Work request
The line that contains "Can you see the white cloud" and all lines following it to the end of the data below: set these down exactly, and nothing besides.

Segment Start: Material supplied

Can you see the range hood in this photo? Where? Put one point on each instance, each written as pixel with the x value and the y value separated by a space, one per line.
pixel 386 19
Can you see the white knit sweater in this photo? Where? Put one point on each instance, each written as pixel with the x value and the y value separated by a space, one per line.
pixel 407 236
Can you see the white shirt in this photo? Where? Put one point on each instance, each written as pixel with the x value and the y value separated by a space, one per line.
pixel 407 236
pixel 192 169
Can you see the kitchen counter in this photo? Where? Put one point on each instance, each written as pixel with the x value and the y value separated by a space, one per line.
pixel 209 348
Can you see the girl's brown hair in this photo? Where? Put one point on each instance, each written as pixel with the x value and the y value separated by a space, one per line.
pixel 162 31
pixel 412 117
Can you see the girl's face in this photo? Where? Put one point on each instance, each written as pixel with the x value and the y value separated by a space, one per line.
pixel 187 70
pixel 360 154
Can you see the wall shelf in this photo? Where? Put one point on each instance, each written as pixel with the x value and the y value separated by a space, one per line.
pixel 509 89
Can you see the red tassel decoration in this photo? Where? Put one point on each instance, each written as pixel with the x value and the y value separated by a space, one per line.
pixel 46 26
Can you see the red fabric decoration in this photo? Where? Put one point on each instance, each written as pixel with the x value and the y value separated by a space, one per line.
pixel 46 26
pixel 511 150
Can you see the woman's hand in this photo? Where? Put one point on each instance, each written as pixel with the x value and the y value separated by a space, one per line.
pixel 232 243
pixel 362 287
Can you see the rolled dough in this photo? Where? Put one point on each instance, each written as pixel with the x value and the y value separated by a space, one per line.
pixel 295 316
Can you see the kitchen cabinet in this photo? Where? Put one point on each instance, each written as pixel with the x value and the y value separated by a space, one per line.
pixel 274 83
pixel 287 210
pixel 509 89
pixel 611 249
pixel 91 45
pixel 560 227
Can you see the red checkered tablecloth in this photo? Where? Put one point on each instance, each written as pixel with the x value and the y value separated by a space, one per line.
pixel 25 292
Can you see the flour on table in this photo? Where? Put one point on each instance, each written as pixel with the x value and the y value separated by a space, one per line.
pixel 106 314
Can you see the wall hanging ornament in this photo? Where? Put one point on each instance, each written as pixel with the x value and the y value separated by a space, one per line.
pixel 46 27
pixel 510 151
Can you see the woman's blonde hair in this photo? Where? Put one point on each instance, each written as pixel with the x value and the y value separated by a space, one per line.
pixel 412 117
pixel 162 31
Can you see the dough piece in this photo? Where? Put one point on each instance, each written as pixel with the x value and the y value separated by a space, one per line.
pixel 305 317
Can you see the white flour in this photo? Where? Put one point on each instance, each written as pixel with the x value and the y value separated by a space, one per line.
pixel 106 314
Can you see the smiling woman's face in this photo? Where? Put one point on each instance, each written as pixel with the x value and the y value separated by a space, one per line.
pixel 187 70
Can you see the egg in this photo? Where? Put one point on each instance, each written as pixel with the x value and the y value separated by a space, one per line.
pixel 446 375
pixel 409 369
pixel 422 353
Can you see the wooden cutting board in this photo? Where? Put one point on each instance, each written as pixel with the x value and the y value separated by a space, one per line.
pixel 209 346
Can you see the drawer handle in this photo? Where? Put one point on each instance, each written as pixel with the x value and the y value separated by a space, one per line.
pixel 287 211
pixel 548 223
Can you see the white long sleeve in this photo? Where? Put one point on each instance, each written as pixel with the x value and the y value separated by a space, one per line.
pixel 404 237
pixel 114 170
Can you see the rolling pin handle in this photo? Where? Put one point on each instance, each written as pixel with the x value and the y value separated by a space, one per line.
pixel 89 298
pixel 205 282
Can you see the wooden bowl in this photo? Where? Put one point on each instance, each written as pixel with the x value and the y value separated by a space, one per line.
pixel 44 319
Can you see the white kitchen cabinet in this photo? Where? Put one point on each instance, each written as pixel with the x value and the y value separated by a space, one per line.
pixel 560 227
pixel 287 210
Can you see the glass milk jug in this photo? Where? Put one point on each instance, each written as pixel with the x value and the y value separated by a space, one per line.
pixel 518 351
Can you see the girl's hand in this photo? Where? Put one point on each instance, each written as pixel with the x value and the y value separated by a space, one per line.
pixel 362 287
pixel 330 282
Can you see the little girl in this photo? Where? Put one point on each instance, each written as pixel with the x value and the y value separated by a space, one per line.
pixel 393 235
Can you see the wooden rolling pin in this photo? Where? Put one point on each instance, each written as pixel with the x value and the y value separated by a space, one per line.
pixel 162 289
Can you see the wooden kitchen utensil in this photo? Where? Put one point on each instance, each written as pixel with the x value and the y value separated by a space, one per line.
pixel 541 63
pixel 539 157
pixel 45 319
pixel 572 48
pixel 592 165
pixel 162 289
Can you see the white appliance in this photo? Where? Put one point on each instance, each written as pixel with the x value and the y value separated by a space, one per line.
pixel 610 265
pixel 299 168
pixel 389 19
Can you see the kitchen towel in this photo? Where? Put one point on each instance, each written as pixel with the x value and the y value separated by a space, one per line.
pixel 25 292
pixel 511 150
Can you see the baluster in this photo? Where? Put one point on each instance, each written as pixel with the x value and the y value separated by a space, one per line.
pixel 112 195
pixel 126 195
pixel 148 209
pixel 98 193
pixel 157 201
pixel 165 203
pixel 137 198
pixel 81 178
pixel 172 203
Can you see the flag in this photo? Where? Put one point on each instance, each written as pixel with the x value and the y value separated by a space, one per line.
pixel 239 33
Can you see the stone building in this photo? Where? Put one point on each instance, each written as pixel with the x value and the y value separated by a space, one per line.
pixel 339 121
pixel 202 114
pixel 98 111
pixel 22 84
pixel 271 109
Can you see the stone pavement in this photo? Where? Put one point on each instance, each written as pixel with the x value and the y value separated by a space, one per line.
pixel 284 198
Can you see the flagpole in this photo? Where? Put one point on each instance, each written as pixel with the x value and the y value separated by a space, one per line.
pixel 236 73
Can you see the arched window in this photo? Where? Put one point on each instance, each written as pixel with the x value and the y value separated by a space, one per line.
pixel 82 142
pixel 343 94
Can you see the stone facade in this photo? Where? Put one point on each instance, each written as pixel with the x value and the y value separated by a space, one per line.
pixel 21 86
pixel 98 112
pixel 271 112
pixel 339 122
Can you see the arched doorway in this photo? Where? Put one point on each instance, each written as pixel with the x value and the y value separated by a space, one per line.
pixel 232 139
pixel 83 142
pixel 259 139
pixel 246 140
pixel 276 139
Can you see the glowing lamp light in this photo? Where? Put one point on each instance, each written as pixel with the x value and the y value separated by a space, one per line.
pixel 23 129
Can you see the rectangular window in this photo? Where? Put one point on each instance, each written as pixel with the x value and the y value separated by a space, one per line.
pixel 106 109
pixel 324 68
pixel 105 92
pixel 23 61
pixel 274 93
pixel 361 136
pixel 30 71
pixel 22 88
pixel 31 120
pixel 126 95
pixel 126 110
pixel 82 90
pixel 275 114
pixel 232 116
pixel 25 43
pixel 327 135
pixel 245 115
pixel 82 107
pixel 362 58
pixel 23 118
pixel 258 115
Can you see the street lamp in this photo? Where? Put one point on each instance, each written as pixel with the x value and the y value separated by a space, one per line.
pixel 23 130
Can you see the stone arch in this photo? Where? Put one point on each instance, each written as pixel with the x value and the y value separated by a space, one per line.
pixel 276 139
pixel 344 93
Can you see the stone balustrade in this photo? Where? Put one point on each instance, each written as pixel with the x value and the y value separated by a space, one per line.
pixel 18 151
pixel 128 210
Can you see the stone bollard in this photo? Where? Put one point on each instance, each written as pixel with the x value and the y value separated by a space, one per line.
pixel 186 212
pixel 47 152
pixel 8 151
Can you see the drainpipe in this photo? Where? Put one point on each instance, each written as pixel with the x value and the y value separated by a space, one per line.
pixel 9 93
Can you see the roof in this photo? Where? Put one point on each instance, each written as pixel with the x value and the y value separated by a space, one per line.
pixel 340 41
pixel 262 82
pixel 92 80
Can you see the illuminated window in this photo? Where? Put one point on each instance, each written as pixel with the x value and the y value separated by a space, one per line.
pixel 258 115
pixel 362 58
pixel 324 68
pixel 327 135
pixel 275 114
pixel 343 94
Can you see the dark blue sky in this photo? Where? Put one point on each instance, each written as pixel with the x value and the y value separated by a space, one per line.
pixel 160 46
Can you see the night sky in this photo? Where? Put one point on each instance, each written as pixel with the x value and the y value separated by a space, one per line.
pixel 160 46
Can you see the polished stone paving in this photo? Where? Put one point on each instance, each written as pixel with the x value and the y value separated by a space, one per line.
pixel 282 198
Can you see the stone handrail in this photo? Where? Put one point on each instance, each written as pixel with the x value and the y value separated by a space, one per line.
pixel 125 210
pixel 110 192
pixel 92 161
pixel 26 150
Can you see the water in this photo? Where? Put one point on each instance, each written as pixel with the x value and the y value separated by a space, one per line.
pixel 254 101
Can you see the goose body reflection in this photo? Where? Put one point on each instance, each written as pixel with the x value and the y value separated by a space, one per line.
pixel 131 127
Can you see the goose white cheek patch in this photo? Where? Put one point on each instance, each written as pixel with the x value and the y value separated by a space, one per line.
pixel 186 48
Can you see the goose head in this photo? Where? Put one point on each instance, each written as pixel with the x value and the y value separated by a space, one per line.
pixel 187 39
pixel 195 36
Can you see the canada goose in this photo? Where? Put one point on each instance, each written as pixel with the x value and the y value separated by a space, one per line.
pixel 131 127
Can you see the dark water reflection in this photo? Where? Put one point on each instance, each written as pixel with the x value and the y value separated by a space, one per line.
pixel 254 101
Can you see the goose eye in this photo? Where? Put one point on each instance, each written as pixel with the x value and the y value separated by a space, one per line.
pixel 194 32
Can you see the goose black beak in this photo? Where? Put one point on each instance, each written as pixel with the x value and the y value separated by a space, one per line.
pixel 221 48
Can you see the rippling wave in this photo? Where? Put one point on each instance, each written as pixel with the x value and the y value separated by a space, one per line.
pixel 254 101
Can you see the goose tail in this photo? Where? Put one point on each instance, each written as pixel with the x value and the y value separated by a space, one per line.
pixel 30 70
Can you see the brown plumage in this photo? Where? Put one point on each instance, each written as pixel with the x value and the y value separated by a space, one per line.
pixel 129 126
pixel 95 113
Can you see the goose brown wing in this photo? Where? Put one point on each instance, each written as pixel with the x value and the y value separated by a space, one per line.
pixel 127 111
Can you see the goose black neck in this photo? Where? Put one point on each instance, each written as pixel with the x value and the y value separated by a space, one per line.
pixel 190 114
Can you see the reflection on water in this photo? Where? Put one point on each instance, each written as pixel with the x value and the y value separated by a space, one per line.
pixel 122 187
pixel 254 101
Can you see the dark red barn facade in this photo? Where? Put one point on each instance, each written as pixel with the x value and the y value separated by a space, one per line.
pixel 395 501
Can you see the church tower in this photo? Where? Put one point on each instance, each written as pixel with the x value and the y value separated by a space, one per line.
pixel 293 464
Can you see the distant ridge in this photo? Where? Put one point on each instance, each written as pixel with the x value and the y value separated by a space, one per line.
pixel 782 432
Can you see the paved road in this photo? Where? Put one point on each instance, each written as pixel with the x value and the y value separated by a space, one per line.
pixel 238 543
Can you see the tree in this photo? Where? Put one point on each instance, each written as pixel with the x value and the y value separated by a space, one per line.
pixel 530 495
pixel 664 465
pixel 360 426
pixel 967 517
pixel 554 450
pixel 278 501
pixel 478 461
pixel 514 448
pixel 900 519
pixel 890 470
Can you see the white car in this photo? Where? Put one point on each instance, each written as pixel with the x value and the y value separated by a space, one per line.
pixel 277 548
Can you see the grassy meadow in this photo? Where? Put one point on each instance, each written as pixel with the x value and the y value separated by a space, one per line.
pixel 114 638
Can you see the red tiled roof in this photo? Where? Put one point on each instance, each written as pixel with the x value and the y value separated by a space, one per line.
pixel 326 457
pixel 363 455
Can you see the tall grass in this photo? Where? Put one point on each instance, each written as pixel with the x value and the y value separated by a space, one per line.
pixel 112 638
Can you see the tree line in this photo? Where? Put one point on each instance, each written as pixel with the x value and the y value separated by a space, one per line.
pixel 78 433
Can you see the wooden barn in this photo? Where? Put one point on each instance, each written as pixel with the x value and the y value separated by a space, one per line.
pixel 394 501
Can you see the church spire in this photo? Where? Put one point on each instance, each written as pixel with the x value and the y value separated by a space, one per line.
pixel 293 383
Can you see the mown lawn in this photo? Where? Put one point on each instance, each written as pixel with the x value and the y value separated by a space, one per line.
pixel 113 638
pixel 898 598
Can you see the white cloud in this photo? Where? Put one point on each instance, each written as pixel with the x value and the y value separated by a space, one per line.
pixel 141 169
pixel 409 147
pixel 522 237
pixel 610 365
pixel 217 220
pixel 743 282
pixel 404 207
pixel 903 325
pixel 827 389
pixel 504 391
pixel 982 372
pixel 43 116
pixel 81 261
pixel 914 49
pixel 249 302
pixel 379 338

Segment End: Material supplied

Answer area
Can you see the white cloud in this photo? Where? Put one point on each instance, each written as pixel with the x value and the y value separated by a space, one per line.
pixel 141 169
pixel 409 147
pixel 522 237
pixel 610 365
pixel 217 220
pixel 743 282
pixel 404 207
pixel 903 325
pixel 827 389
pixel 504 391
pixel 982 372
pixel 43 116
pixel 81 261
pixel 914 49
pixel 249 302
pixel 379 338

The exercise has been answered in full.